By: Chrystal Taylor, Head Geek™ at SolarWinds
It’s no secret healthcare is becoming overwhelmed on all fronts—and not from the pandemic alone. Ransomware and cyberattacks on the healthcare sector grew a jaw-dropping 45% in the last few years, a trend likely pushing IT and cybersecurity teams into crisis management mode. And the reason for this onslaught? The soaring price of medical data, which alone holds more personal identifiable information than any other data set.
Bolstering cyber defences at the edge and endpoint might be the first obvious move for IT, but it only does so much. Though these measures are great at deflecting attacks from outside, they do little to mitigate those from within. As it stands, healthcare’s biggest threat comes from the inside, so the question remains: how can IT teams keep sensitive data and mission-critical systems safe from the security and breach risks posed by their blissfully unaware colleagues?
Take Stock of Your New (Normal) Surroundings
Under normal circumstances, the access rights management (ARM) systems most healthcare organisations use can be relied upon to allow individuals timely and trackable access to specific data or systems. But last year has been anything but normal. Some employees have resigned, and others have transferred to new departments or roles. New digital services have been urgently developed to meet sudden patient demands, and new regulations have come into the fold, changing the paradigm for compliance.
This means IT teams must take stock of which systems and data are mission-critical today and adapt their ARM coverage and policies accordingly. The first challenge will be to figure out access policies for new roles and hierarchies that are changing faster than ever before. The second will be to determine access rights for new data sets and systems—created from emerging in-demand services like telehealth—and the evolving requirements for existing systems powering mission-critical EMR, pharmacy, lab, and finance functions.
Only when healthcare IT teams have a better idea of what their ARM requirements are today—and what else they need to retain security for sensitive data and systems—can they implement the right solution and make the right future moves.
Obtain Visibility Needed for Reviews and Audits
The rise in ransomware and cyberattacks is unfortunate, but it presents healthcare IT with the opportunity to mandate more frequent access reviews and audits over all systems, databases, and the users who access them. After identifying which areas of the network are critical to healthcare operations today, IT teams can then review and repair their audit capabilities in those areas, enforce more regular audits, and introduce solutions to help.

→ **Work instructions**
According to the article on healthcare cybersecurity, how much did ransomware and cyberattacks on the healthcare sector grow in the last few years? The records are separate material with no connection to the article.

→ **Supplied records**
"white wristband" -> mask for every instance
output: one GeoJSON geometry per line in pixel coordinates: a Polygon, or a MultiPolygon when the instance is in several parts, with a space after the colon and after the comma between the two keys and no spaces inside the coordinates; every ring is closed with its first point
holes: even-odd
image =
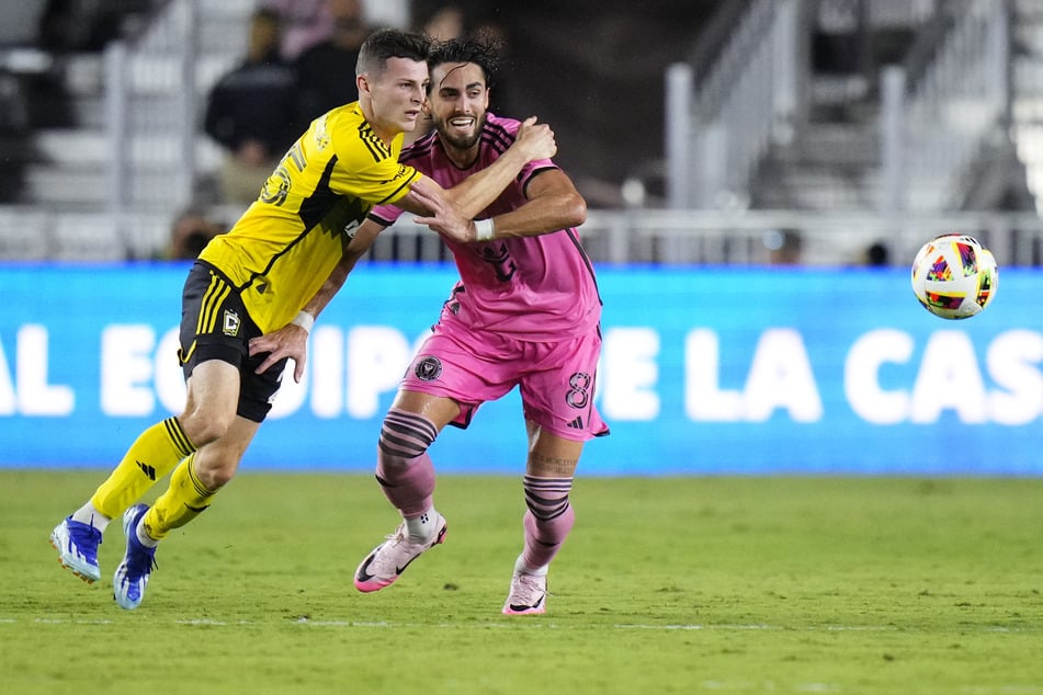
{"type": "Polygon", "coordinates": [[[311,327],[315,326],[315,317],[307,311],[298,311],[297,316],[293,317],[293,320],[290,322],[294,326],[299,326],[304,329],[305,333],[310,334],[311,327]]]}
{"type": "Polygon", "coordinates": [[[496,236],[496,225],[492,218],[475,220],[475,241],[488,241],[496,236]]]}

→ **Solution**
They grew 45%.